TEXT EXCERPT:
^^^^^^^^
Hope I didn't miss out anyone.

Monday, July 13, 2009

Thanks.

Just went out with alab and yifeng to katong to sing song =D

Had a great time, pity didn't sing enough. Had to leave early coz i'm bookin' in back to camp later (in fact, soon, like right after I post this).

Thanks guys.

JC days may have been the worst of my life (apart from my life now), but thanks to you guys for always being there.

Thanks for celebrating my birthday =D

Love.

Sunday, July 12, 2009

安安。

忙忙忙忙!

人的一輩子都在忙。
忙著工作、忙著上課、忙著預備考試、忙著應酬、忙著談戀愛、忙著做自己愛做的事..

老了,該退休的時候,想著:我們終于可以放慢腳步,可以對昔日忙碌的,充滿壓力的生活告別。
但卻在這個時候老人卻發現,他雖然在人生的過程當中,雖纍計許許多多的歷練,換來的卻是一生對繁忙世界的俘虜。

身上富有了,卻在這個時候發現:銀行戶頭裏的錢是無法帶入棺材的。
他捫心自問,他空虛嗎?

親朋好友的悲歡離合是無法避免的,面對事實吧。

我只希望能與你們度過我所擁有的每一分,每一刻。
就算不能見面,不能一起吃頓飯,不能一起看電影,不能一起玩耍,
請記得我是很想念你們的。

感恩。

sister.

The first time I saw her, I didn't think much of her honestly
I was into love, so I didn't take anyone seriously
Un-inter-rested in friendships, I took her casually
'Cause none of these people played a part in my life, usually
A friend for a month or a year, but they still don't know me
That's how I viewed most of my friends or that's what they called me
Didn't give a shit what impression I gave them of me
It's hard to swallow I know, like how you drink soured coffee
So when I broke up, I never thought I'd become sociable
Forsaken like the cornerstone, I started to doubt fables
'Cause I figured there were no 'happily ever after'
Afterall, all these while I was livin' in my own corner
And as days slowly turned into months and months turned into a ye-ar (yare)
The sorrow was too much to bear, 'cause I had noone to care
All that people got from me was cold shoulders and a mean stare
I was turnin' into a monster, my mind became temper-flared..
^^^^^^^^
[Annotation record excerpts]
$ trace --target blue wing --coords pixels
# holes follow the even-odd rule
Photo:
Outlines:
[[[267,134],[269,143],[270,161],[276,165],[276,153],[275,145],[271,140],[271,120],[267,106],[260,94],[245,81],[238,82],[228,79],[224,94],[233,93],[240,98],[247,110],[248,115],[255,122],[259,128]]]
^^^^^^^^
WRITTEN EXERCISE A: Copy the blog excerpt from "Had a great" to "always being there.", switching "camp" for "base".
WRITTEN EXERCISE B: According to the blog excerpt, who went with the writer to katong to sing?
The items are separate from the blog excerpt and stand on their own.

FULL OUTPUT A:
Had a great time, pity didn't sing enough. Had to leave early coz i'm bookin' in back to base later (in fact, soon, like right after I post this).

Thanks guys.

JC days may have been the worst of my life (apart from my life now), but thanks to you guys for always being there.

FULL OUTPUT B: alab and yifeng